* [REQUIRED WORK]: The answer is to be an exact copy of the lines below running from the line with "Target: dark suit jacket" down to the line with "Target: white dress shirt", both ends included, and nothing more.

* [INFORMATION SHOWN]:

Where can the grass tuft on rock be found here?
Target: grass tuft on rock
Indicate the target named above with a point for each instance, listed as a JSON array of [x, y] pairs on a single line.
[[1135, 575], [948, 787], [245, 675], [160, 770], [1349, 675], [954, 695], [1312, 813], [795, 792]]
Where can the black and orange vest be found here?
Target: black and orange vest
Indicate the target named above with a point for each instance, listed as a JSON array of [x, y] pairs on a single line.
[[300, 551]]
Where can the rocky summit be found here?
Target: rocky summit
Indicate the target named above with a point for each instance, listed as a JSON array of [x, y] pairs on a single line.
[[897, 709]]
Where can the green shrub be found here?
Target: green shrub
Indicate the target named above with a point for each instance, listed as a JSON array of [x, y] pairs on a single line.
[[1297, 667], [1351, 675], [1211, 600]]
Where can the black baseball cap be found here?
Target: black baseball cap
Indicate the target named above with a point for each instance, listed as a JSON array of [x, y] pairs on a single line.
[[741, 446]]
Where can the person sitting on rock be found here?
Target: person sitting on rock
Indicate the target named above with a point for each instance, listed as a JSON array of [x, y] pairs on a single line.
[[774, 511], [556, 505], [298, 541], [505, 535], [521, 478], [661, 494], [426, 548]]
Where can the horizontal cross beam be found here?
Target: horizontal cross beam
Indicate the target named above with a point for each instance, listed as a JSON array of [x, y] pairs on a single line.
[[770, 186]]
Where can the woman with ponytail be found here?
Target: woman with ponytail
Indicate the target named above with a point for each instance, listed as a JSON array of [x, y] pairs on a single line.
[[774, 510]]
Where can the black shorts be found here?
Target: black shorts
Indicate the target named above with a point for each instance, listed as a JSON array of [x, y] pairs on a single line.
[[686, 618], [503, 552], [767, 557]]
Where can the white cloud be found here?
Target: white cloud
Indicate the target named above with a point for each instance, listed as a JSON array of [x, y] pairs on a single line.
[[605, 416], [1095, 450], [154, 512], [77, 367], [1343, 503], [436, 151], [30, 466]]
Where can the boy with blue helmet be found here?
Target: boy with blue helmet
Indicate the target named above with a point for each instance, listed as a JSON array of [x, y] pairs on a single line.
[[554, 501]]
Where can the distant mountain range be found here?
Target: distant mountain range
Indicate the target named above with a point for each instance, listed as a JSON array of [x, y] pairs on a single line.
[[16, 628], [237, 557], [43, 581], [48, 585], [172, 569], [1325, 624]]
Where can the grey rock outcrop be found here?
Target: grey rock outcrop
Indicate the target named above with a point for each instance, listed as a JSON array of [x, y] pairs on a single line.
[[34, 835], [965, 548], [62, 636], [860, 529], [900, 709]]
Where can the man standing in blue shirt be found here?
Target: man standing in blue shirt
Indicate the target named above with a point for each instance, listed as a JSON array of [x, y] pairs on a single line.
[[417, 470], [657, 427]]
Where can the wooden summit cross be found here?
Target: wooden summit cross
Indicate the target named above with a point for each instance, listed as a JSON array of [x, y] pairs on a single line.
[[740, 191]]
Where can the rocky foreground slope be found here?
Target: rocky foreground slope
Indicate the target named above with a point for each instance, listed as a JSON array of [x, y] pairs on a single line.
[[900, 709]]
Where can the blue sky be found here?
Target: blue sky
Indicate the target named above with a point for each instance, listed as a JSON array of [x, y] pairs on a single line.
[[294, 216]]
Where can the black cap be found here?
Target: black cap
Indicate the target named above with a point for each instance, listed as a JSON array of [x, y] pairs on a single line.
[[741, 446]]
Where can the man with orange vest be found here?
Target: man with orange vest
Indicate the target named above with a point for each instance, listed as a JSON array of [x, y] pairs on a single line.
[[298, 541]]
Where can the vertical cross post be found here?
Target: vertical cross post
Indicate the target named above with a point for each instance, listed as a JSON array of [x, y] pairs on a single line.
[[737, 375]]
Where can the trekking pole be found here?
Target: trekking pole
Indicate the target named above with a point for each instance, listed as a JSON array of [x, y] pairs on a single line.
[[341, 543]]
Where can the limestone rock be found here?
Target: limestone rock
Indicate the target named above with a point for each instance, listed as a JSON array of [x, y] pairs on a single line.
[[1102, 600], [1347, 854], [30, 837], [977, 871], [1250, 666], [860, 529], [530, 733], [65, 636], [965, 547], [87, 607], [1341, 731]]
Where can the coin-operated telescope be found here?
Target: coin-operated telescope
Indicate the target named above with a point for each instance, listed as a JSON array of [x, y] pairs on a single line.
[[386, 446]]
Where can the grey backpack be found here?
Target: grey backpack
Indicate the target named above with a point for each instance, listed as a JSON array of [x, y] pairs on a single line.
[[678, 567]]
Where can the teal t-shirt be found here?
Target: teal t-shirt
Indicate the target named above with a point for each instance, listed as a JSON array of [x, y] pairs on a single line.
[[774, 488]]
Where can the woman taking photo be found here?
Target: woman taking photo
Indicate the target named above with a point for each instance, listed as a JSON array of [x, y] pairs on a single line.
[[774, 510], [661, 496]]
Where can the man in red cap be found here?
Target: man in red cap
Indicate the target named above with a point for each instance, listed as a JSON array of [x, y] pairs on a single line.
--
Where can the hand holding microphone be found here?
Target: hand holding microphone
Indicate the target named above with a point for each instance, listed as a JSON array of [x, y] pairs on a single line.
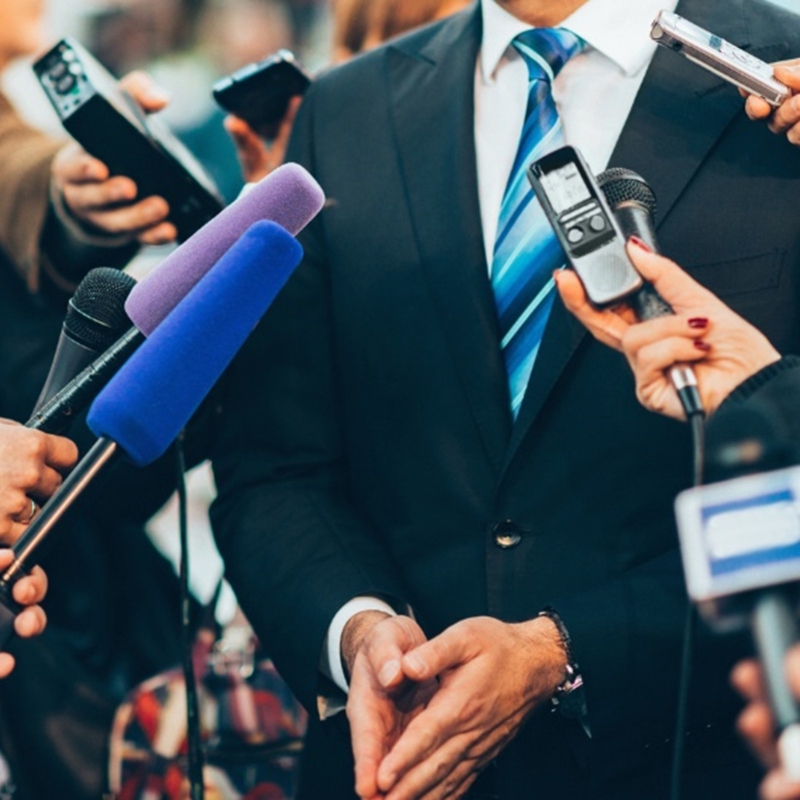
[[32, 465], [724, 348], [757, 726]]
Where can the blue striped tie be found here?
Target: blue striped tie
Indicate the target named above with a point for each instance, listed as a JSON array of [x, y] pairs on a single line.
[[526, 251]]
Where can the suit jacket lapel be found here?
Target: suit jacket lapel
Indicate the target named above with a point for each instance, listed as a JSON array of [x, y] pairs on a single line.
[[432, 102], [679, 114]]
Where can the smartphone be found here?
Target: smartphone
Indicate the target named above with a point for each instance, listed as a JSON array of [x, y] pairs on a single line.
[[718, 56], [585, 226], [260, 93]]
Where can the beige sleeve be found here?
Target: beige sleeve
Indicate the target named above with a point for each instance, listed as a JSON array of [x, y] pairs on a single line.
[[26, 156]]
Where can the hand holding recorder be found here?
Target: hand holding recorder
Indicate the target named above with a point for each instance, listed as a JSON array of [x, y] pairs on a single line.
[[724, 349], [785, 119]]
* * *
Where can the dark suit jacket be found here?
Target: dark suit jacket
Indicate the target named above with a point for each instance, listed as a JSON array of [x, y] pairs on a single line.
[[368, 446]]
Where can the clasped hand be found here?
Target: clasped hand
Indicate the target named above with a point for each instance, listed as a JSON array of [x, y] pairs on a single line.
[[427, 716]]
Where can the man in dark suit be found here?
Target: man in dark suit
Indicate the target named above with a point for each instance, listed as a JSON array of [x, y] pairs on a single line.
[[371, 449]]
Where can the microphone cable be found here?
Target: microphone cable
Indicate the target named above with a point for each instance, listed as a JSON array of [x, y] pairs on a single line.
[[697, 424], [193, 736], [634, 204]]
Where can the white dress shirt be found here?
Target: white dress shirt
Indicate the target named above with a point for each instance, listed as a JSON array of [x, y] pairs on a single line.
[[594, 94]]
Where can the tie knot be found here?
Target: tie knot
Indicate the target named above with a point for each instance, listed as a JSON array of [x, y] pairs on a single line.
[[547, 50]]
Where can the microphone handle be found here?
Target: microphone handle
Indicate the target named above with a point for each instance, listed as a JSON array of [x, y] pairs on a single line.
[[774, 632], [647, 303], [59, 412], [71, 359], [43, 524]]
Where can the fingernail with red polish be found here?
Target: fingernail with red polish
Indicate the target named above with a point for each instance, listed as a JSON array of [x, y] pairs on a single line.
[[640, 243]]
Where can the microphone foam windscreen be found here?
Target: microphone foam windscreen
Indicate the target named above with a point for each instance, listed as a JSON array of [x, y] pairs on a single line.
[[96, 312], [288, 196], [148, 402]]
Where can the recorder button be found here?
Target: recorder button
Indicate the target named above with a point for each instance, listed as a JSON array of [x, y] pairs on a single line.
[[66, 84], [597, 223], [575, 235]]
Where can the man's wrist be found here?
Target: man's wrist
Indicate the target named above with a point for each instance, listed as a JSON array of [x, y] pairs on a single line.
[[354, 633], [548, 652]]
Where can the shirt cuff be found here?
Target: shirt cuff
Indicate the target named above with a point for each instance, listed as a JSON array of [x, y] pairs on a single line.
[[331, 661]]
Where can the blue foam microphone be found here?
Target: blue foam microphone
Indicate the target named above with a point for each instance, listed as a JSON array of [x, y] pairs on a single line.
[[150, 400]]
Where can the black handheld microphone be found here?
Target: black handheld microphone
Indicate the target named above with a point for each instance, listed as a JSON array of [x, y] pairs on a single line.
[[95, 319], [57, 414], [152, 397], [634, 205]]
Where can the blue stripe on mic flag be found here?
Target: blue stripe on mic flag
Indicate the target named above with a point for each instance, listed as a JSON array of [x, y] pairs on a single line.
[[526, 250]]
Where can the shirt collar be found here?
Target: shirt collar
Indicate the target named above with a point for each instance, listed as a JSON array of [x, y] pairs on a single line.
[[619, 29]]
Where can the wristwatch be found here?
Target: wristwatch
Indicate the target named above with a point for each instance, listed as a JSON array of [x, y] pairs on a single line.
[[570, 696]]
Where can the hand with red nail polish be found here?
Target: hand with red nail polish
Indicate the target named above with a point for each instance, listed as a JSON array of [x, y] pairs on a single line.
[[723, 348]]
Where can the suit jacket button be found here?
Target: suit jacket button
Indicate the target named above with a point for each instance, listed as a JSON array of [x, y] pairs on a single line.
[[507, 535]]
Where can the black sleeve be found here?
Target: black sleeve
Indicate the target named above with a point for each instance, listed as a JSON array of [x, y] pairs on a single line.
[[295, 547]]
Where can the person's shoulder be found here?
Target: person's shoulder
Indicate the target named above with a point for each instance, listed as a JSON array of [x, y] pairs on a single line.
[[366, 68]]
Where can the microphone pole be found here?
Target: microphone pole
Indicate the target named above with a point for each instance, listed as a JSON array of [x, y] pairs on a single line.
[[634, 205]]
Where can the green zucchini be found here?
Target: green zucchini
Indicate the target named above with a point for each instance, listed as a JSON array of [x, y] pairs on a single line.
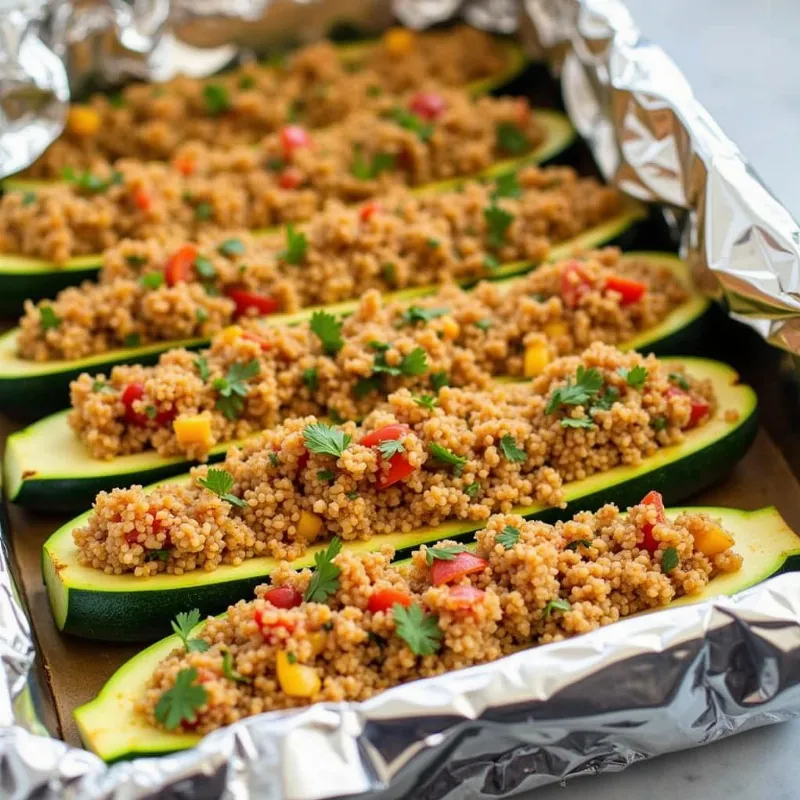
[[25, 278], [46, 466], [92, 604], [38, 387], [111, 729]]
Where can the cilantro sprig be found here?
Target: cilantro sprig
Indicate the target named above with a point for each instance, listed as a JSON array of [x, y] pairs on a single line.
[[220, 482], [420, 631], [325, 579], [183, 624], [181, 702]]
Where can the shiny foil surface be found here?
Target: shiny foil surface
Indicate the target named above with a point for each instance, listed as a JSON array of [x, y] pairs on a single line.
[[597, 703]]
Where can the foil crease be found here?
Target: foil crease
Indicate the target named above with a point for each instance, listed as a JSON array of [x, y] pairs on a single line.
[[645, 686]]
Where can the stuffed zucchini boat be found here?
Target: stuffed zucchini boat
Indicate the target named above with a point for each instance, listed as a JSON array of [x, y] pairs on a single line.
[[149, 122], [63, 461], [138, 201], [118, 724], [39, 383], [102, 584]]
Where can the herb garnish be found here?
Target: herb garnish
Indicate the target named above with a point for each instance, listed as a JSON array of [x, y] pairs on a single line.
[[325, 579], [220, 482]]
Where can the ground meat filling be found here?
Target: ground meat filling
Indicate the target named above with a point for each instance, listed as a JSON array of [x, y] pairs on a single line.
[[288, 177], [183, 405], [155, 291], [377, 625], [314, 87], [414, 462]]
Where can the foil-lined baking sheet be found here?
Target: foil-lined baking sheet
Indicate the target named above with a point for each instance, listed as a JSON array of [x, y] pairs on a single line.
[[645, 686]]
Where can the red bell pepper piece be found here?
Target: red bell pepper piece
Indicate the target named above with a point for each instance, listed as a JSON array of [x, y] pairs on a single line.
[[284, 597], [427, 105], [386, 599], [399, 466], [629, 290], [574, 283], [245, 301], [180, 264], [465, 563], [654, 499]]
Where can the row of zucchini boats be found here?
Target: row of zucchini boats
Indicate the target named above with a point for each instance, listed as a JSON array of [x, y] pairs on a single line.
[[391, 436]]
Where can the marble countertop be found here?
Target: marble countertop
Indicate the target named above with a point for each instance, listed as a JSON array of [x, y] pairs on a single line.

* [TASK RESULT]:
Target: dark suit jacket
Indicate the target named above with a point for each instance, listed as a JSON array of [x, y] pairs on a single line.
[[368, 446]]
Where can the clasped hand be found here?
Target: clasped hand
Indicate the target named above with a point for each instance, listed as a JSON array of [x, y] pairs on a single line.
[[427, 716]]
Where can the man in dark suit be found here?
Target: man in dark suit
Indicate the target named above with a point for each instance, listed as a JSON array of [x, y] pairs on a single line.
[[371, 449]]
Where can the microphone cable be found here?
Target: microphone cable
Indicate the target named above with a point for each instance, listed as a JSON array of [x, y] pairs on a single line.
[[697, 424], [193, 736], [634, 204]]
Where can the white dress shirt be found here?
Target: white dress shirt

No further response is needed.